PROVIDED RECORDS:
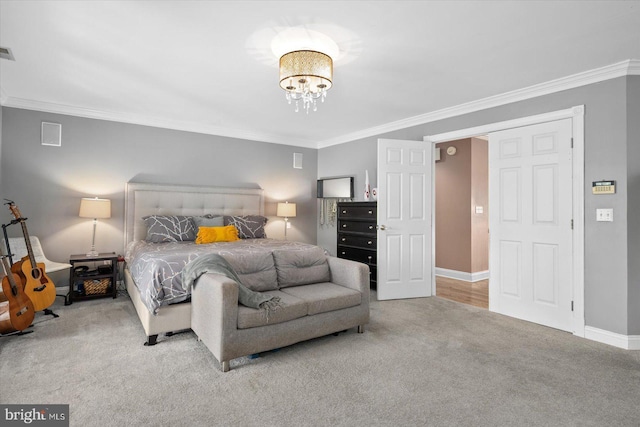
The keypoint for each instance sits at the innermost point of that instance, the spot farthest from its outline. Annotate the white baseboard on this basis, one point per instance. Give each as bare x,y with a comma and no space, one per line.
627,342
462,275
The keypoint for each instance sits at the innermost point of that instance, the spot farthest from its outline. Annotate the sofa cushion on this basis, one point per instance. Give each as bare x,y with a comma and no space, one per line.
301,267
292,308
256,271
323,297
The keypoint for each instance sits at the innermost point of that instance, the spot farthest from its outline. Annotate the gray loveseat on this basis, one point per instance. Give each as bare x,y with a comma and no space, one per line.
320,295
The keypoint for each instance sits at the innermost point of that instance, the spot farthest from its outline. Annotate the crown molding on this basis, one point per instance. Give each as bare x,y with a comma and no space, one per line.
3,96
203,128
619,69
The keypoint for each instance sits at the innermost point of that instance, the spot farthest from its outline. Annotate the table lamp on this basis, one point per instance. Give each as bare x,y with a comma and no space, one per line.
286,210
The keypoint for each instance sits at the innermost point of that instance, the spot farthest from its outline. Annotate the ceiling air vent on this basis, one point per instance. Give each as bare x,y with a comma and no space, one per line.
5,53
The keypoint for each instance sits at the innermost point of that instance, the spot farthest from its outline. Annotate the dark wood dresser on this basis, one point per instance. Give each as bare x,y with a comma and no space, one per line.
357,235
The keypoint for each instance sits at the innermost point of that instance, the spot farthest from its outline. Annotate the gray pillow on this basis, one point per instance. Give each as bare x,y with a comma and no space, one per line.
170,228
208,221
249,226
256,271
301,267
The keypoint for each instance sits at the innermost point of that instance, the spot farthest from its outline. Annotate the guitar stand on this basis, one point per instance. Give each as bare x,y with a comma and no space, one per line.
17,333
49,312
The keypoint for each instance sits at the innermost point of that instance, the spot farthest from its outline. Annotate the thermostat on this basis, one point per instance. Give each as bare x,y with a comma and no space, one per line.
603,187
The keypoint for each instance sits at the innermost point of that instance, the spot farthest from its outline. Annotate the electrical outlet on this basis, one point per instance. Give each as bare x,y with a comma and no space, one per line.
604,215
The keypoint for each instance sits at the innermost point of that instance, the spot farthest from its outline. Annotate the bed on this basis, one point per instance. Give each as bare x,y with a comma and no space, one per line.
170,310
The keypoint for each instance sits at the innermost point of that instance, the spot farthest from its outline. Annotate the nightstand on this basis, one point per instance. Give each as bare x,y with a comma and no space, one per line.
92,277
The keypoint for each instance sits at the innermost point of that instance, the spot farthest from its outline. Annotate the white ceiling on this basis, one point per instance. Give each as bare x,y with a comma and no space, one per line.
206,66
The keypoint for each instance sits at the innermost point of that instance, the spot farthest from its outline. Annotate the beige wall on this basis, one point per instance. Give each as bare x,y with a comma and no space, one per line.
479,197
461,185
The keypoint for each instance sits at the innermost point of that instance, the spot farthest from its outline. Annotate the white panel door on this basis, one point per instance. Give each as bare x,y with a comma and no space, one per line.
404,219
530,223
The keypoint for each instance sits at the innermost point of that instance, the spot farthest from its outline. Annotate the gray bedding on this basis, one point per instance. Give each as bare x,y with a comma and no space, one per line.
156,267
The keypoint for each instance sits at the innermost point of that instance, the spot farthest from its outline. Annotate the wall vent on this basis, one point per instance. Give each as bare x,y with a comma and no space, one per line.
5,53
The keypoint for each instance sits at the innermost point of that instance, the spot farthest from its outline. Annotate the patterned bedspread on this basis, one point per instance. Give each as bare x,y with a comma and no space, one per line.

GIVEN REQUEST: Rewrite every line of the records above, pictures excluded and blank lines omitted, as a Markdown table with the columns Row and Line, numbering the rows in order.

EXERCISE ANSWER:
| Row | Line |
|---|---|
| 1 | The keypoint for each instance sits at the innermost point of that instance, the spot farthest from its outline. Annotate the white baseboard on this basis, one point per instance. Give each as bare x,y with a comma and no space, one per line. |
| 2 | 627,342 |
| 3 | 462,275 |
| 4 | The keypoint for each instance sits at the innermost point of that instance, the spot farthest from its outline. Annotate the sofa cushion on this basis, one point per instance. Give each as bare x,y with a comma and no space, one per line. |
| 5 | 301,267 |
| 6 | 292,308 |
| 7 | 256,271 |
| 8 | 323,297 |
| 9 | The keypoint for each instance sits at the innermost point of that instance, the spot farthest from its outline. Annotate the gray loveseat on this basis, one point per instance. Give each as bare x,y with a comma and no space, one per line. |
| 10 | 320,295 |
| 11 | The keypoint for each instance sits at the innermost point of that instance, the spot farthest from its outline. Annotate the crown molding on this basis, one point per instance. Give each as bare x,y with a comma and no space, one per line. |
| 12 | 3,96 |
| 13 | 203,128 |
| 14 | 619,69 |
| 15 | The keypoint for each instance sits at the innermost point of that instance, the spot farthest from its outline. Annotate the table lamp on this basis, one point per instance. Give each as bare x,y with a comma and no space, one per line. |
| 16 | 286,210 |
| 17 | The keypoint for each instance sits at the innermost point of that instance, the spot farthest from its outline. Annotate the ceiling air vent on this basis, one point per instance. Give each as bare x,y with a comma and no space, one per line. |
| 18 | 5,53 |
| 19 | The keypoint for each instance sits at the innermost point of that instance, the spot farthest from its outline. Annotate the dark wood dresser on this basis, one point per instance. Give each as bare x,y with a comma and no space, one per line. |
| 20 | 357,235 |
| 21 | The keypoint for each instance sits at the innermost point of that instance, the spot farthest from its outline. Annotate the gray pillow on this basis, one point per instance. Give each as bare x,y with a comma and no space, one per line. |
| 22 | 170,228 |
| 23 | 208,221 |
| 24 | 249,226 |
| 25 | 256,271 |
| 26 | 301,267 |
| 27 | The keypoint for each instance sits at the innermost point of that instance, the spot farthest from its outline. Annotate the guitar stand on this basis, one point per instance. Give each as bare x,y with a comma and no space, one per line. |
| 28 | 17,333 |
| 29 | 49,312 |
| 30 | The keypoint for each instance sits at the innermost point of that instance, the spot farthest from its outline. Annotate the thermostat on this basis, one point per instance. Give each as bare x,y with a comma and no space, one per line. |
| 31 | 603,187 |
| 32 | The keypoint for each instance sits at the innermost point of that instance, the spot farthest from its outline. Annotate the electrical outlet on this basis, one point per instance. Give each as bare x,y with a comma and no space, one per line. |
| 33 | 604,215 |
| 34 | The keypoint for each instance sits at the innermost point of that instance, the spot farthest from its outline. Annotate the bed on this basis, one point per instance. Give each as bare x,y with a comma and no space, one per line. |
| 35 | 170,310 |
| 36 | The keypoint for each instance sits at the innermost point of that instance, the spot farthest from its outline. Annotate the nightstand on this basis, one point per instance. Give each as bare x,y with a comma and no space, one per line. |
| 37 | 92,277 |
| 38 | The keypoint for each instance sits at the innermost point of that instance, the spot farthest from its outline. Annotate the white ceiling on this basis, one point per instance. Give each as bare x,y with a comma and no space, one per line. |
| 39 | 206,66 |
| 40 | The keypoint for each instance sits at the innermost point of that instance, the spot farthest from its outline. Annotate the beige wall on this basis, one point per instance. Give each as bare x,y with a comma and no space, one per line. |
| 41 | 479,197 |
| 42 | 461,185 |
| 43 | The keypoint for each instance sits at the innermost point of that instance, the spot farthest from its outline. Annotate the white panel door on this basis, one point per instance. Give each as bare x,y with a comma and no space, one per line. |
| 44 | 404,219 |
| 45 | 530,223 |
| 46 | The keypoint for each instance sits at the innermost point of that instance, the spot farthest from its outline. Annotate the gray bedding on this basis, one point per instance. Give each as bare x,y with a comma and no space, one per line. |
| 47 | 156,267 |
| 48 | The keypoint for each instance sits at the innermost point of that instance, the spot farthest from its outline. Annotate the wall vent on this basis, one point per instance. Give each as bare x,y with a comma and no space, one per line. |
| 49 | 5,53 |
| 50 | The keypoint for each instance sits at the innermost point of that instance, the spot farthest from its outline. Annotate the patterned bedspread on this basis, one point per instance. Give each as bare x,y with a comma and no space, one per line. |